* [WHAT YOU NEED TO DO]
Retype, exactly as they appear below, the lines between the line holding "Report the location of each instance of the owl head" and the line holding "x=574, y=179", both ends included.

(Collected data)
----------
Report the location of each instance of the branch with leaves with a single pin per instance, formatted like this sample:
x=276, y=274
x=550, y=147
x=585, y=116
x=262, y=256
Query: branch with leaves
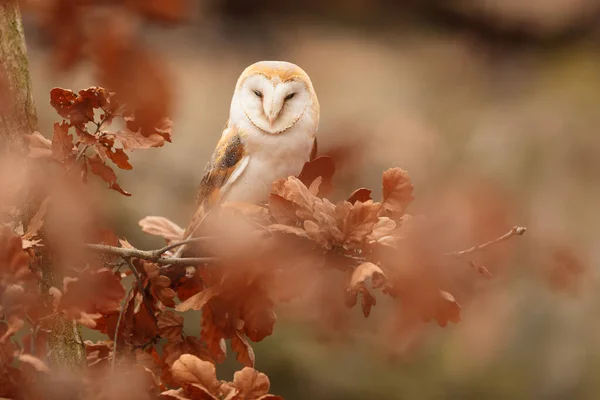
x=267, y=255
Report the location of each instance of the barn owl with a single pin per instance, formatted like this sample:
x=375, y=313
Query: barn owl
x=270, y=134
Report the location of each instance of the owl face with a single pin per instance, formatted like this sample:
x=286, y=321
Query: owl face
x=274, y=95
----------
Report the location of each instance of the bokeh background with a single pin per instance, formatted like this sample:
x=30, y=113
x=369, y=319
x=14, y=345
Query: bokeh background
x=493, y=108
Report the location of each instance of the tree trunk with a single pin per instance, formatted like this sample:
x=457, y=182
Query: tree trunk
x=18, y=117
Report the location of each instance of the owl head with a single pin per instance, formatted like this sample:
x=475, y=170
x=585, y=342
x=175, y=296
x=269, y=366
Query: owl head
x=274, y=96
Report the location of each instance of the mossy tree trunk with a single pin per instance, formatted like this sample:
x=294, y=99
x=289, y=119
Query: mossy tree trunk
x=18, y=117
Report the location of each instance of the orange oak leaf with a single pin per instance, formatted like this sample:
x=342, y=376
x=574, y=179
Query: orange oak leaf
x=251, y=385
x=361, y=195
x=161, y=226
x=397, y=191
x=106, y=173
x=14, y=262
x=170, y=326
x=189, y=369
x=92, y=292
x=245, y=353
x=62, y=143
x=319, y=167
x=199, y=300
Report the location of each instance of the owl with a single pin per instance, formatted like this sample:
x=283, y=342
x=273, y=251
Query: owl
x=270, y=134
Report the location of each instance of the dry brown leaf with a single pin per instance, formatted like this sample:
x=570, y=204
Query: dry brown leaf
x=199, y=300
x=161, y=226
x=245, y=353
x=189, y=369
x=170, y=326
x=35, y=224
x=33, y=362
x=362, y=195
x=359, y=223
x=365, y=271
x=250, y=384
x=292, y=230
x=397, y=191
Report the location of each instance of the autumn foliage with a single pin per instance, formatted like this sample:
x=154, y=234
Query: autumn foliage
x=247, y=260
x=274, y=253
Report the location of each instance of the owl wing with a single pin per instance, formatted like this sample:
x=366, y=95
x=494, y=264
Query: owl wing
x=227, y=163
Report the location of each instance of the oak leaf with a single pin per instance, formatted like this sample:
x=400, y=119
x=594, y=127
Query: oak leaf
----------
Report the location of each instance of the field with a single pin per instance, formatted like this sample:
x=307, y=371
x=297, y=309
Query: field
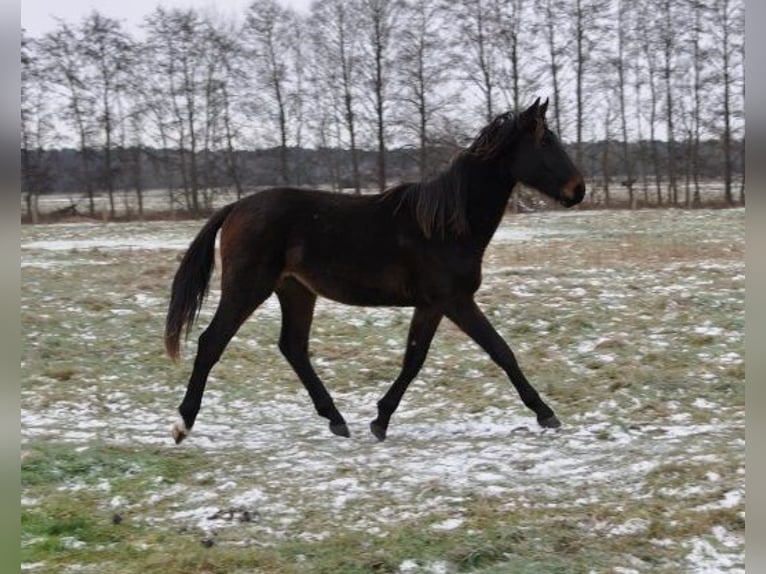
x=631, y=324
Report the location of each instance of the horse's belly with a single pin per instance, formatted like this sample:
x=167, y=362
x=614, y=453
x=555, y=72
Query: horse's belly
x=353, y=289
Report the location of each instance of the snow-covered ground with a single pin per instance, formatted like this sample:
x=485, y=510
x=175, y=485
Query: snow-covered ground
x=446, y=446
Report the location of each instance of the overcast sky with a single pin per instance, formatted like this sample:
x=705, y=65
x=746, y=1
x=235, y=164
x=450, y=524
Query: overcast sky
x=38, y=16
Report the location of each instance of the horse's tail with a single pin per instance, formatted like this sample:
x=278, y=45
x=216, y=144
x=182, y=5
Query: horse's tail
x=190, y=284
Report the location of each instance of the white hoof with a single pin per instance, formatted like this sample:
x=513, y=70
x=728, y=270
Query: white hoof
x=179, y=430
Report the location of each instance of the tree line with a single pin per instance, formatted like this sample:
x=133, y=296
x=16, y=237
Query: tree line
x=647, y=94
----------
* [FINISHED TASK]
Report the location of each instance of the owl head with a single pin per instance, formatted like this sample:
x=475, y=170
x=585, y=342
x=175, y=296
x=269, y=366
Query: owl head
x=274, y=96
Report the location of each instance of the mossy tree trunk with a single pin per instance, formatted like this sample:
x=294, y=99
x=289, y=119
Query: mossy tree trunk
x=18, y=117
Report the location of each instance of the orange oak leaf with a single pin per instance, formatted like this sample:
x=342, y=376
x=574, y=179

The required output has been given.